What the exercise asks - Please give back word for word the lines below, from the first one through the one with "positive clicks: (212, 177)".

Dataset entries -
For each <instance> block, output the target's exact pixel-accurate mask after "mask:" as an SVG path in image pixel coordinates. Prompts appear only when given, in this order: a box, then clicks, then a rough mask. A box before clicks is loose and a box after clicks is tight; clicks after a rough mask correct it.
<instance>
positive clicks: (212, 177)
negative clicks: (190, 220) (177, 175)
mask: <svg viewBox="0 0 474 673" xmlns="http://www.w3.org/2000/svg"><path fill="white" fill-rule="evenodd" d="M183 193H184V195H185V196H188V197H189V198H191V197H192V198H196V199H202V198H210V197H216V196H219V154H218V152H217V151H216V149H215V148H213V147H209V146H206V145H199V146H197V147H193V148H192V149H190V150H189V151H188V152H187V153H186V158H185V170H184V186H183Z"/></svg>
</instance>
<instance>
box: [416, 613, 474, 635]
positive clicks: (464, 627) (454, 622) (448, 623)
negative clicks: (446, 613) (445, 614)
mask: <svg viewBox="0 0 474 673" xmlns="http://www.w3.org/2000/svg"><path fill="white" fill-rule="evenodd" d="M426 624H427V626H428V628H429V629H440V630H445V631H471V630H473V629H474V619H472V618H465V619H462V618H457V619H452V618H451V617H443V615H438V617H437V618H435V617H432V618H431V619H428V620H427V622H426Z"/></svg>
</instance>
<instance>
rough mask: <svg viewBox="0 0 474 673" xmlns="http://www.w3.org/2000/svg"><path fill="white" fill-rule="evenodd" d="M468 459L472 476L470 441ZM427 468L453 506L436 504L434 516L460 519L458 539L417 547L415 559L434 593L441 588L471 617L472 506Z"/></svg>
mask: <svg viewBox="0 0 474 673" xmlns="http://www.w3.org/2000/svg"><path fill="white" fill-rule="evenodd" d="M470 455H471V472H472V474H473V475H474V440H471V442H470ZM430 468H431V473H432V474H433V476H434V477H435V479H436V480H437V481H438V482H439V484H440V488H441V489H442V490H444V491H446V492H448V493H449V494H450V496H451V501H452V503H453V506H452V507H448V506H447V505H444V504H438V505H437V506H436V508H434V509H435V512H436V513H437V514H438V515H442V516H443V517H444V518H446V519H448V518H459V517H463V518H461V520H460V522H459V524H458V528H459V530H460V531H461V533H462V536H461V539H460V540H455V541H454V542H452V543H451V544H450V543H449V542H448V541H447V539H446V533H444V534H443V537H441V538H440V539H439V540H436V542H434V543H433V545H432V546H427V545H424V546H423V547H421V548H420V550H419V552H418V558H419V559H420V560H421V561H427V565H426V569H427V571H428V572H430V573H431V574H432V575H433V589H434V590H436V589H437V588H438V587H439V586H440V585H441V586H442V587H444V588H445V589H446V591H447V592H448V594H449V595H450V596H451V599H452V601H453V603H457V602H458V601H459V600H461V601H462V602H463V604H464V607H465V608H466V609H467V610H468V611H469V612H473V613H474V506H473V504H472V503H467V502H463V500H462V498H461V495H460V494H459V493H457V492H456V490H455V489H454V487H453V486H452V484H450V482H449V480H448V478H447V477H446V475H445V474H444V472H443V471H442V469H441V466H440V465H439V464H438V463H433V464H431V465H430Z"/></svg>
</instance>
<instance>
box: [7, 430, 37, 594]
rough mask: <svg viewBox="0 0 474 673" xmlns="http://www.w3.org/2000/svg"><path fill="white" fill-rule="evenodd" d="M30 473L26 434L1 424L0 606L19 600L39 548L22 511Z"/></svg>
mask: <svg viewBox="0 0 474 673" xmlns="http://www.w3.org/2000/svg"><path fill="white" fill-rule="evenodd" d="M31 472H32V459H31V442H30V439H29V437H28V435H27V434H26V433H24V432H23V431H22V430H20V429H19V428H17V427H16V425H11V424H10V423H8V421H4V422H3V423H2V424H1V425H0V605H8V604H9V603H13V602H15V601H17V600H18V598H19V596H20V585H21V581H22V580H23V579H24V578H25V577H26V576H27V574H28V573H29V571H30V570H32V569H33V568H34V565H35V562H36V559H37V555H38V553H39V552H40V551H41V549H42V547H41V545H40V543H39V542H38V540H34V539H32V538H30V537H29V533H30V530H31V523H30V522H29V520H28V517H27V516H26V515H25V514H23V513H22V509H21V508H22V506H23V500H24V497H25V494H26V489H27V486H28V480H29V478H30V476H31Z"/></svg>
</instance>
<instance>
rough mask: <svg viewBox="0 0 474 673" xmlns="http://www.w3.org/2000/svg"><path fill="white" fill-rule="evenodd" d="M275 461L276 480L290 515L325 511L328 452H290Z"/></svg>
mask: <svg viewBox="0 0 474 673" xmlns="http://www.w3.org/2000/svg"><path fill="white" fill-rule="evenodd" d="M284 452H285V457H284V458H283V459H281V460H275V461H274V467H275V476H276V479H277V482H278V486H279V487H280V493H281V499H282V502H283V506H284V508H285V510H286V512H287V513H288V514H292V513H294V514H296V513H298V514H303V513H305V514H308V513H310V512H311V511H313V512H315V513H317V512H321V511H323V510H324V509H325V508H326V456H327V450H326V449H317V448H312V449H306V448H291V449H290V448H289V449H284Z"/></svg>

Answer to this problem -
For each <instance> block, output the target's exact pixel-accurate mask after "mask:" as an SVG path in image pixel coordinates. Prompts appear only when given, in this order: a box, then clicks, then a rough mask. A box before clicks is loose and a box after clicks is tight; clicks after a rough mask correct it.
<instance>
positive clicks: (212, 177)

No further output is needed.